▶ **WRITTEN EXERCISE**:
Starting at the line that has "Phrase: roof spoiler" and continuing through the last line, write those lines again with "tire" swapped for "wheel" and everything else left as is.

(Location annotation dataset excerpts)
━━━━━━━━━━

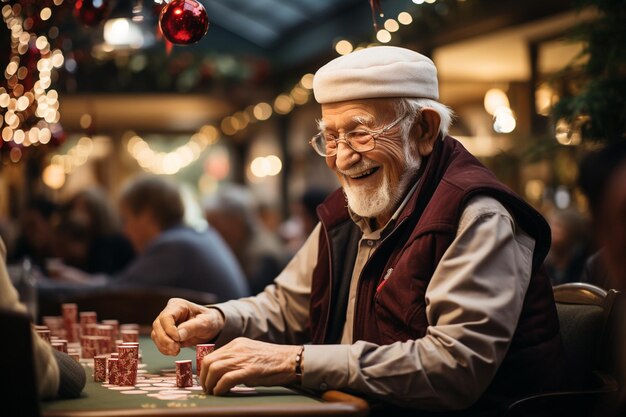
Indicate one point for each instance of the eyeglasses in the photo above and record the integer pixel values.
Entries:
(360, 140)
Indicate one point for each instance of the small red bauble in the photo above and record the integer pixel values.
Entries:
(183, 21)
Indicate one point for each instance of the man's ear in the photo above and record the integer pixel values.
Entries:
(426, 130)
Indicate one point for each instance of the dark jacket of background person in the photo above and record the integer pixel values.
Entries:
(89, 234)
(169, 253)
(232, 212)
(36, 239)
(185, 258)
(56, 374)
(394, 309)
(570, 246)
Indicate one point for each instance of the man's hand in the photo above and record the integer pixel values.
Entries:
(250, 362)
(183, 323)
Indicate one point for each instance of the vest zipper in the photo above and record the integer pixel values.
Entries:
(359, 282)
(330, 281)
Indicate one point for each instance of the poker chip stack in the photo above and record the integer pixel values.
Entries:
(184, 376)
(100, 368)
(127, 364)
(116, 328)
(60, 345)
(70, 320)
(105, 332)
(55, 324)
(130, 335)
(43, 332)
(112, 373)
(88, 323)
(201, 351)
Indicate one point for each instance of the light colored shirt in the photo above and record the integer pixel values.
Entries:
(474, 301)
(46, 367)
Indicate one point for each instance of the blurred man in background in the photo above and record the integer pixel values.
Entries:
(232, 212)
(170, 253)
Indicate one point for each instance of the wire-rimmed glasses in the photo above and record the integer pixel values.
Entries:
(359, 140)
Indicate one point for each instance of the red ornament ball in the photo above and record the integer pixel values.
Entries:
(91, 12)
(183, 21)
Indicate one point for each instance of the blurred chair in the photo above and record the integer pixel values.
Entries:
(128, 305)
(19, 393)
(587, 319)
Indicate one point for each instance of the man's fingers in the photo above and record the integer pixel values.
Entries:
(228, 381)
(165, 334)
(164, 343)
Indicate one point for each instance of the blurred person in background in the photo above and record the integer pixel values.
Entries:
(303, 220)
(89, 235)
(57, 375)
(232, 212)
(570, 246)
(602, 178)
(36, 238)
(170, 253)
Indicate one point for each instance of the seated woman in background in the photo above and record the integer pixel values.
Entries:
(56, 374)
(89, 234)
(232, 212)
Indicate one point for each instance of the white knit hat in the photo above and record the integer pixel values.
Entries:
(377, 72)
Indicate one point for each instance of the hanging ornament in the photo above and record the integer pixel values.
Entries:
(91, 12)
(183, 21)
(376, 8)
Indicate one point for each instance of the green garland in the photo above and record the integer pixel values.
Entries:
(598, 105)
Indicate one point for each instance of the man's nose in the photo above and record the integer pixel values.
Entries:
(346, 156)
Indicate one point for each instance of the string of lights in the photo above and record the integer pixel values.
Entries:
(29, 115)
(168, 163)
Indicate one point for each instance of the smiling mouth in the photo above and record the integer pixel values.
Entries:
(364, 174)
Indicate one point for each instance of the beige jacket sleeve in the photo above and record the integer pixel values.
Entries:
(474, 301)
(46, 368)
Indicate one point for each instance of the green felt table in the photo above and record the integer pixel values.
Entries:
(99, 401)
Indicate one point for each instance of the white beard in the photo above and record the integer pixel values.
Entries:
(371, 203)
(368, 203)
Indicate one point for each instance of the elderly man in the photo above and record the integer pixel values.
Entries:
(425, 290)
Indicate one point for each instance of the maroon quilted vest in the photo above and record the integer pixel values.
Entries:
(450, 177)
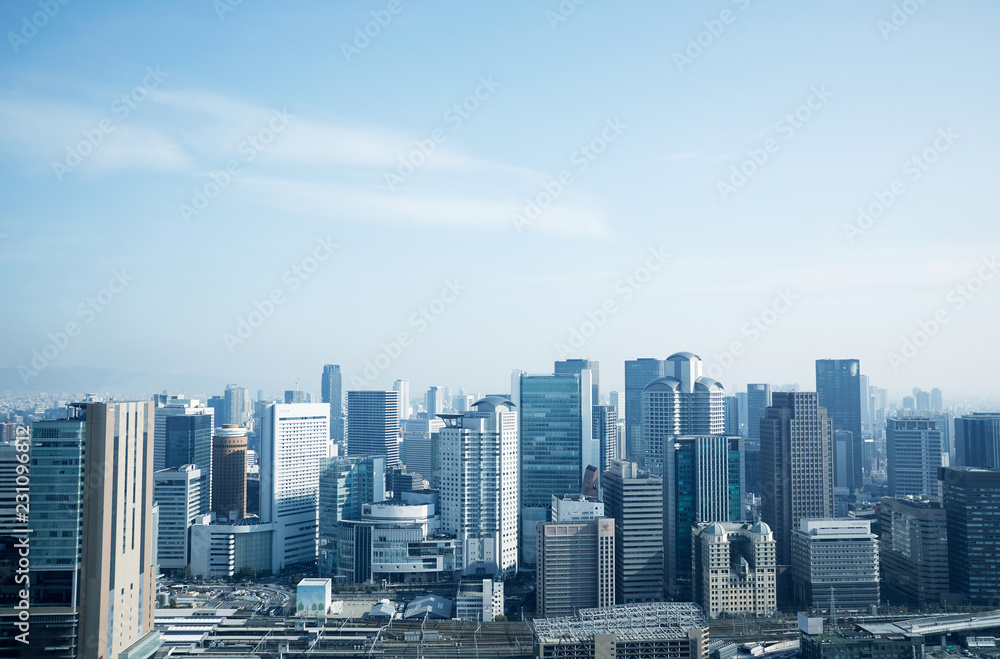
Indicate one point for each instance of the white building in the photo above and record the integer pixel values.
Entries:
(479, 486)
(293, 444)
(178, 493)
(841, 554)
(735, 568)
(176, 404)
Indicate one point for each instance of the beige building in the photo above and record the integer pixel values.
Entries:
(576, 566)
(229, 472)
(735, 568)
(118, 578)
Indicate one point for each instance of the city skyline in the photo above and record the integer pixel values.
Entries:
(289, 185)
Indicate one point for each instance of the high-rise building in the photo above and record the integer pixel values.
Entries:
(841, 554)
(556, 436)
(913, 447)
(731, 416)
(796, 457)
(579, 365)
(332, 393)
(345, 485)
(479, 486)
(758, 400)
(373, 425)
(913, 550)
(977, 440)
(702, 483)
(177, 490)
(638, 373)
(293, 445)
(416, 450)
(734, 568)
(229, 472)
(681, 403)
(173, 405)
(972, 505)
(605, 427)
(189, 441)
(237, 408)
(434, 402)
(92, 576)
(634, 499)
(838, 383)
(402, 387)
(576, 566)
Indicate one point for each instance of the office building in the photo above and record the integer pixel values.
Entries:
(634, 499)
(556, 435)
(838, 383)
(332, 393)
(913, 551)
(734, 569)
(605, 428)
(189, 441)
(796, 457)
(293, 446)
(913, 447)
(345, 485)
(576, 566)
(478, 486)
(977, 440)
(703, 483)
(237, 409)
(402, 387)
(416, 450)
(638, 373)
(173, 405)
(92, 575)
(731, 416)
(971, 500)
(177, 491)
(675, 630)
(758, 400)
(841, 554)
(579, 365)
(373, 425)
(683, 402)
(229, 473)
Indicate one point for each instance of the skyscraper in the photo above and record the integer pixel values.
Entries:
(634, 499)
(332, 393)
(578, 365)
(638, 373)
(838, 383)
(373, 425)
(556, 435)
(796, 456)
(177, 490)
(293, 445)
(189, 441)
(605, 428)
(913, 446)
(972, 505)
(702, 483)
(681, 403)
(731, 416)
(229, 472)
(479, 486)
(977, 440)
(92, 575)
(758, 400)
(402, 387)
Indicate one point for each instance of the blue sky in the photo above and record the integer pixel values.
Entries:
(611, 78)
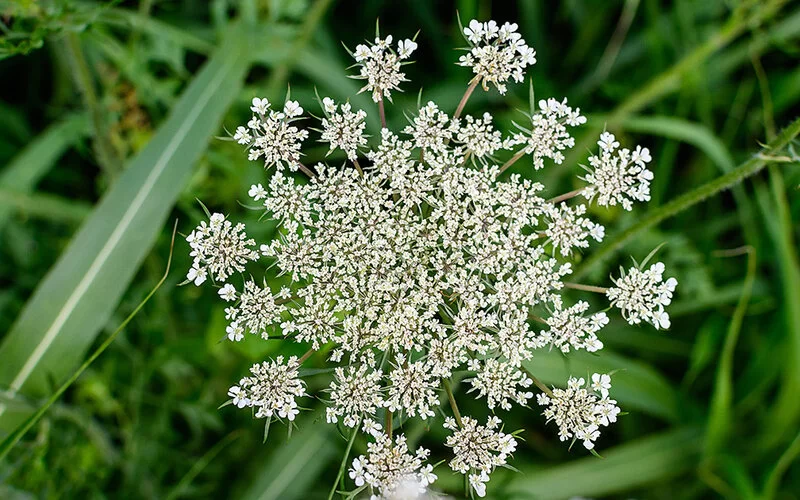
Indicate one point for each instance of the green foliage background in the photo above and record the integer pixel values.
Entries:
(107, 118)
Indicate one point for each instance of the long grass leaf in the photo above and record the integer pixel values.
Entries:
(81, 291)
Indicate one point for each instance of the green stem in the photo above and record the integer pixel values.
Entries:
(343, 466)
(18, 433)
(745, 170)
(452, 399)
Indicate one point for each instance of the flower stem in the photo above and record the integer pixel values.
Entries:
(566, 196)
(465, 98)
(344, 460)
(585, 288)
(452, 399)
(678, 205)
(382, 112)
(512, 161)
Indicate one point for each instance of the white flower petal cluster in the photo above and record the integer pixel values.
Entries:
(548, 135)
(620, 178)
(478, 449)
(219, 248)
(570, 329)
(380, 66)
(342, 128)
(271, 136)
(388, 467)
(501, 382)
(568, 229)
(496, 54)
(414, 264)
(355, 392)
(479, 137)
(272, 389)
(580, 411)
(642, 295)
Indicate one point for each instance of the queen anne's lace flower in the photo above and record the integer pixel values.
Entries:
(580, 411)
(423, 260)
(618, 179)
(548, 135)
(570, 329)
(496, 54)
(502, 383)
(478, 449)
(272, 390)
(355, 391)
(343, 129)
(274, 139)
(389, 467)
(642, 295)
(220, 248)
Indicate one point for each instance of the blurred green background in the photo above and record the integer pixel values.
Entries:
(108, 113)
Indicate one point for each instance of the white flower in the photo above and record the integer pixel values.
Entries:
(273, 388)
(497, 54)
(578, 412)
(642, 295)
(220, 248)
(260, 105)
(548, 135)
(405, 48)
(618, 179)
(227, 292)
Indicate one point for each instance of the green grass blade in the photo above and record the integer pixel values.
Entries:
(81, 291)
(28, 167)
(636, 386)
(622, 468)
(746, 169)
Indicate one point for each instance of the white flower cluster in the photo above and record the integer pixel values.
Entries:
(380, 66)
(270, 134)
(580, 411)
(497, 53)
(343, 129)
(478, 449)
(272, 389)
(618, 179)
(548, 135)
(389, 469)
(642, 295)
(415, 264)
(220, 248)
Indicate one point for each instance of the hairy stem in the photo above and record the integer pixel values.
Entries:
(585, 288)
(678, 205)
(452, 399)
(566, 196)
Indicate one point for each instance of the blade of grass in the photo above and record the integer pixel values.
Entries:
(636, 386)
(79, 294)
(625, 467)
(30, 165)
(746, 169)
(18, 433)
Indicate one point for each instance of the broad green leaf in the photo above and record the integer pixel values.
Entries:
(635, 385)
(26, 170)
(75, 300)
(294, 468)
(622, 468)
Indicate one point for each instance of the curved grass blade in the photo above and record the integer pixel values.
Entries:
(81, 291)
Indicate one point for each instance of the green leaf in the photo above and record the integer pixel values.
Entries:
(635, 385)
(75, 300)
(622, 468)
(22, 175)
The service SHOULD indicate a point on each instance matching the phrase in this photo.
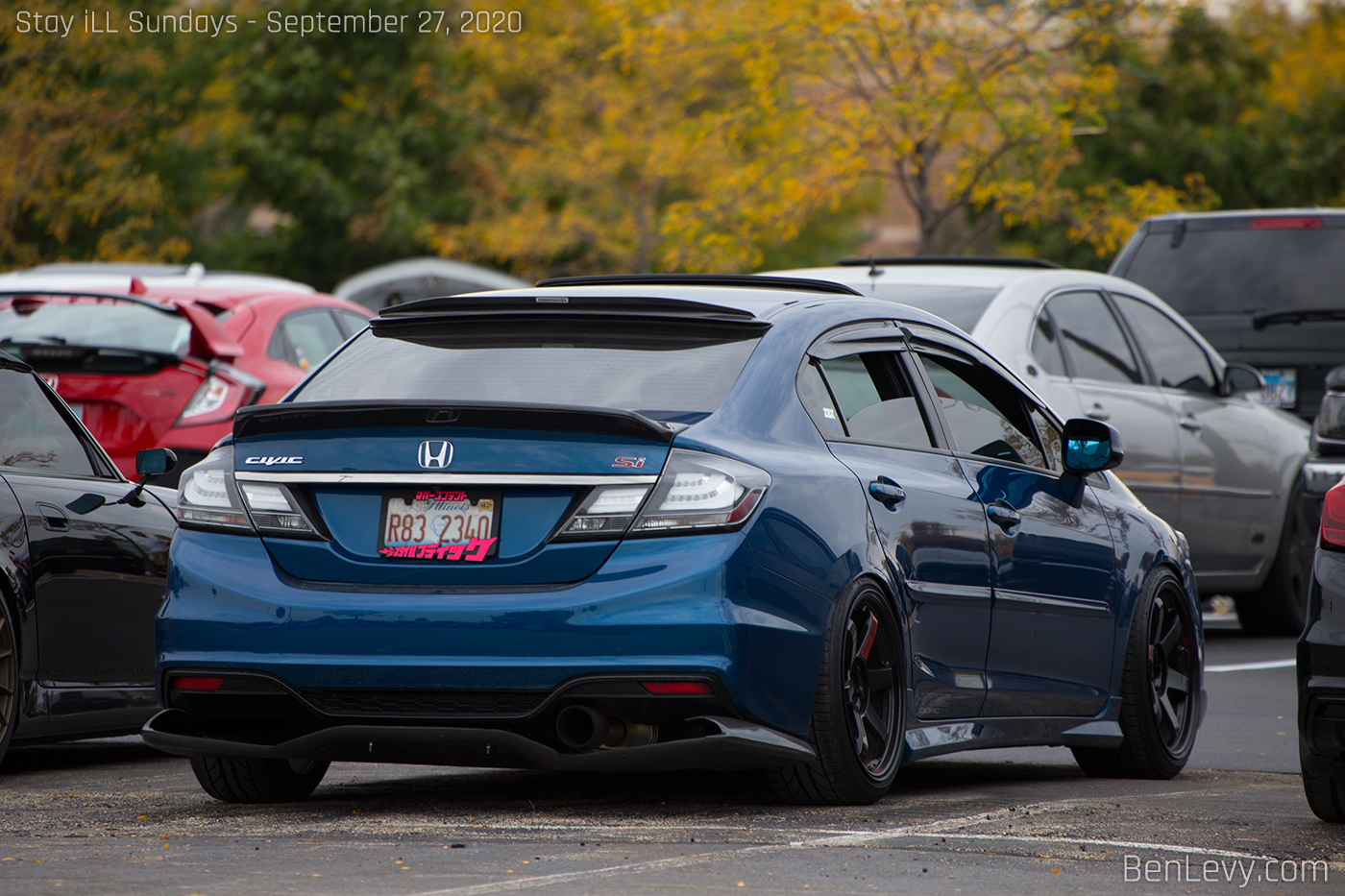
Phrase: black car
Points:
(1321, 670)
(1248, 281)
(84, 560)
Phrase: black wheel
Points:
(257, 781)
(858, 712)
(1280, 607)
(1160, 690)
(1325, 797)
(9, 678)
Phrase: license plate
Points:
(1281, 388)
(439, 523)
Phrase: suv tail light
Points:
(1333, 519)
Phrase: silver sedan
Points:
(1201, 451)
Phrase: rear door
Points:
(1055, 597)
(100, 574)
(858, 389)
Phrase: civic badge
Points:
(436, 455)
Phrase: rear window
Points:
(959, 305)
(1243, 271)
(93, 323)
(656, 372)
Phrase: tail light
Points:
(696, 492)
(1333, 519)
(225, 390)
(208, 496)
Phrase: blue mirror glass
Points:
(1087, 453)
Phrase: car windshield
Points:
(1244, 271)
(659, 372)
(94, 323)
(959, 305)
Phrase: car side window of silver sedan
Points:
(1092, 339)
(1177, 359)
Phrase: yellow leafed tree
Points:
(634, 136)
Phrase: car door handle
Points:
(1002, 514)
(888, 493)
(53, 517)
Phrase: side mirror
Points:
(1240, 379)
(1089, 446)
(152, 462)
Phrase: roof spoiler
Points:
(259, 422)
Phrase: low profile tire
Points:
(858, 712)
(257, 781)
(1160, 690)
(1280, 607)
(9, 678)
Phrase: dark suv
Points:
(1248, 281)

━━━━━━━━━━

▶ **FULL RESPONSE**:
Phrase: roof spoiler
Points:
(259, 422)
Phrase: low profile wheel
Points:
(858, 712)
(257, 781)
(1160, 690)
(1280, 607)
(9, 678)
Phrase: dark suv
Points:
(1248, 281)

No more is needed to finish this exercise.